● **Exercise requirements**
Count the lines in the items below that contain the string "evergreen". Give only the number.

● **Exercise inputs**
* * * *
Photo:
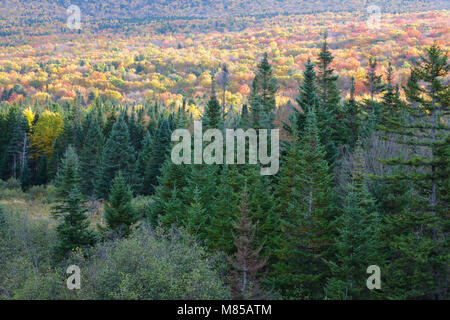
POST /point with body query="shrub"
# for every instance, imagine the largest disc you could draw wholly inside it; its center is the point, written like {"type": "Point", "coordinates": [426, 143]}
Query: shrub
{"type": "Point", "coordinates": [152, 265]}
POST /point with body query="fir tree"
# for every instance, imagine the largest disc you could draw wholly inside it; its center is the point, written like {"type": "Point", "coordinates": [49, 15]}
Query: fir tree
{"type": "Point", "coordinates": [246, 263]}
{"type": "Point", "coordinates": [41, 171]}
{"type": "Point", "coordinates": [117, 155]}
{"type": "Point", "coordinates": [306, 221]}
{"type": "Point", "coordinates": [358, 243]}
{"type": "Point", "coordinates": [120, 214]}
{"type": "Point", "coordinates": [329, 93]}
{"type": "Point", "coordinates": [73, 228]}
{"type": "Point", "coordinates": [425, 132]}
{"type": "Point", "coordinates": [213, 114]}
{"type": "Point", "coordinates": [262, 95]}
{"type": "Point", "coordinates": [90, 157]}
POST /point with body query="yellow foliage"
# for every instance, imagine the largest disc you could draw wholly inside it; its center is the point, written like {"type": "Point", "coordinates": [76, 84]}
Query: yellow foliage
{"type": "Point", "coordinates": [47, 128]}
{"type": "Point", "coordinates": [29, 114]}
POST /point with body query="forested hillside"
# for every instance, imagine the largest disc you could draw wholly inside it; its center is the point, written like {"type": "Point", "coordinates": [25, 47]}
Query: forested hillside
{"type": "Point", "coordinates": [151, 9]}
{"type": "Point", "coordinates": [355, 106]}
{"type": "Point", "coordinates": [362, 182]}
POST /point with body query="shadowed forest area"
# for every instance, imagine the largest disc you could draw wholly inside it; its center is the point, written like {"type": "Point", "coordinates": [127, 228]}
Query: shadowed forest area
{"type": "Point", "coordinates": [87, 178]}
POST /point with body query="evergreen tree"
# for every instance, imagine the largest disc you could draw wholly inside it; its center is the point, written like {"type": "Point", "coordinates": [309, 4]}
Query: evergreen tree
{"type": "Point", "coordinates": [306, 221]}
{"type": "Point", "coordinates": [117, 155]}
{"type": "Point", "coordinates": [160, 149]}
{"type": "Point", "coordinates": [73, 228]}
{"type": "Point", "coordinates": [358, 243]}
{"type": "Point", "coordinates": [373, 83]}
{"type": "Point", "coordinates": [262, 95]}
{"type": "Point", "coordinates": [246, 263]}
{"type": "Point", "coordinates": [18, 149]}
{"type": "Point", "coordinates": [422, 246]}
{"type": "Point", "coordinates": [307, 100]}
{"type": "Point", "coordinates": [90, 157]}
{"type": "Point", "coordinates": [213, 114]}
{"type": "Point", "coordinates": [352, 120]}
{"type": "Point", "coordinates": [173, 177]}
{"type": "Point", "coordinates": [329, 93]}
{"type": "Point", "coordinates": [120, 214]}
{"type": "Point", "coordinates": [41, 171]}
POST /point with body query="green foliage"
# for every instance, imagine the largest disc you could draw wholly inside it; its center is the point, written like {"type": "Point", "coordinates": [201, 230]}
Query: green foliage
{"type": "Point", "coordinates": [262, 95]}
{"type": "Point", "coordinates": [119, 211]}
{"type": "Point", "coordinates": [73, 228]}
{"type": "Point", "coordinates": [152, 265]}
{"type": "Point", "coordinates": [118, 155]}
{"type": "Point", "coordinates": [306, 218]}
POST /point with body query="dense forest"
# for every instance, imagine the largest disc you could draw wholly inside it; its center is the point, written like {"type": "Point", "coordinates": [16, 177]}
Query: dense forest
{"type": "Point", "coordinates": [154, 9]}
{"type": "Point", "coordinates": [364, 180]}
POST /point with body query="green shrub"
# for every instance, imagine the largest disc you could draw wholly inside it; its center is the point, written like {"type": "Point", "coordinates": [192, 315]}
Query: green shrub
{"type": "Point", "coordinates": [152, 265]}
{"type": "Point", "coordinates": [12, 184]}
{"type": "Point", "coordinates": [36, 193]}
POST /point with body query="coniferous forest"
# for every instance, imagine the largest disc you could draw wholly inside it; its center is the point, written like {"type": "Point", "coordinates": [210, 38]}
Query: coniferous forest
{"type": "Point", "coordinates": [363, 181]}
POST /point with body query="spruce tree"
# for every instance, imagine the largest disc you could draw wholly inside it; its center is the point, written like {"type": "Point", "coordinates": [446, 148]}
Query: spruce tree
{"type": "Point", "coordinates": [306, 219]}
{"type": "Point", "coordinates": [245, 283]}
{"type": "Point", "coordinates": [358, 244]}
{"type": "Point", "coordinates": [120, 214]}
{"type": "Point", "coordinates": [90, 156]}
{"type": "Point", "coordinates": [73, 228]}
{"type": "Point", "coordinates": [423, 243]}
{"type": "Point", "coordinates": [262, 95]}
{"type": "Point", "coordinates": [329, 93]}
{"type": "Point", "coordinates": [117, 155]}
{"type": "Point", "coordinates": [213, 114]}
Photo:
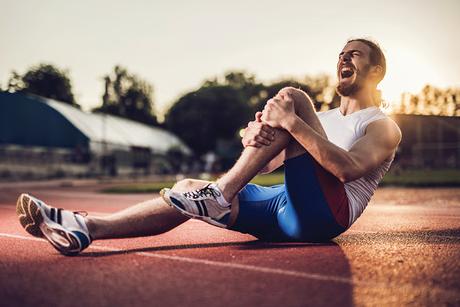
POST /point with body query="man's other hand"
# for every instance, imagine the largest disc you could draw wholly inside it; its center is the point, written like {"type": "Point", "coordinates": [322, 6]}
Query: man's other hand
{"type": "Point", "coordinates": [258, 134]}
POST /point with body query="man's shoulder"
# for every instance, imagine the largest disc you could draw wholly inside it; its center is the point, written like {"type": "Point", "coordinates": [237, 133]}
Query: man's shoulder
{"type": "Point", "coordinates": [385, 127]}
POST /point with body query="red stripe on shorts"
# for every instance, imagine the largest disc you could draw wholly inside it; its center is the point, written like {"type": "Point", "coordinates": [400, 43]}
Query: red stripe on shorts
* * * *
● **Solved exercise**
2